◆ **Article**
# Some things in bloom



## AdamD (Mar 28, 2016)

Not much going on these days. I went from over one hundred plants, to seven, now nine. The paphs were birthday presents, in bloom, the thought was nice. The phal is a NoID, 20 flowers this go around.













This is a picture from Marilyn, I gave her this Lady Isabel (along with many other things I may want back one day) when I thinned the collection. Turned out pretty good, not a knockout, but not bad.





This is a hybrid as well, canis Boxador, clonal name 'Penny'. No parentage info, she was a rescue 





That's all for now! Thanks for looking


----------



## troy (Mar 28, 2016)

Thats a very adorable pooch!! And a pretty good lady isabel. I'm glad your doing well, one of these days the temptation is going to win and yur collection will increase


----------



## SlipperFan (Mar 28, 2016)

I'd be happy with that Lady Isabel.


----------



## NYEric (Mar 28, 2016)

Thanks for sharing.


----------



## AdamD (Mar 29, 2016)

I didn't get to see the LI in person, wish I would have. it won Best Paph at the Omaha show I believe, but was passed for judging


----------



## My Green Pets (Mar 29, 2016)

Good to see you back. Hope you have gotten the balance in your life back that you were wanting.


----------



## Migrant13 (Mar 29, 2016)

◆ **Exercise 1**
In the forum thread about plants in bloom, how many flowers does the NoID phal carry this time?
◆ **Exercise 2**
Decide whether each statement agrees with the forum thread about plants in bloom: (a) the paphs were birthday presents; (b) AdamD saw the Lady Isabel in person; (c) AdamD's collection shrank from over one hundred plants to nine.
◆ **Exercise 3**
Carry on the forum thread about plants in bloom from the point where it stops.
The rows after the forum thread come from a separate source.

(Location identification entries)

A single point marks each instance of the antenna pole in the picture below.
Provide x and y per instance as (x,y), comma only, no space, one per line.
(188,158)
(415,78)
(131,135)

◆ **Expected answer 1**
It has 20 flowers.

◆ **Expected answer 2**
(a) Yes: "The paphs were birthday presents, in bloom"
(b) No: "I didn't get to see the LI in person"
(c) Yes: "I went from over one hundred plants, to seven, now nine"

◆ **Expected answer 3**
Nice plants and pooch too!


----------



## Justin (Mar 29, 2016)

Nice


----------



## Heather (Mar 29, 2016)

Hi Adam! Nice to see you! There's something to be said for a small collection. LI turned out nice - and went to a fine (temporary) home! 

Cute pup! How old is she?


----------



## AdamD (Mar 29, 2016)

Heather said:


> Hi Adam! Nice to see you! There's something to be said for a small collection. LI turned out nice - and went to a fine (temporary) home!
> 
> Cute pup! How old is she?



Thanks Heather. Nice to see you too, lurker 

Penny's about 4 months now. Got weighed today at 26 lbs. She's the kids' best friend. Mission accomplished


----------



## AdamD (Mar 29, 2016)

CambriaWhat said:


> Good to see you back. Hope you have gotten the balance in your life back that you were wanting.



Thanks! It's getting better all the time.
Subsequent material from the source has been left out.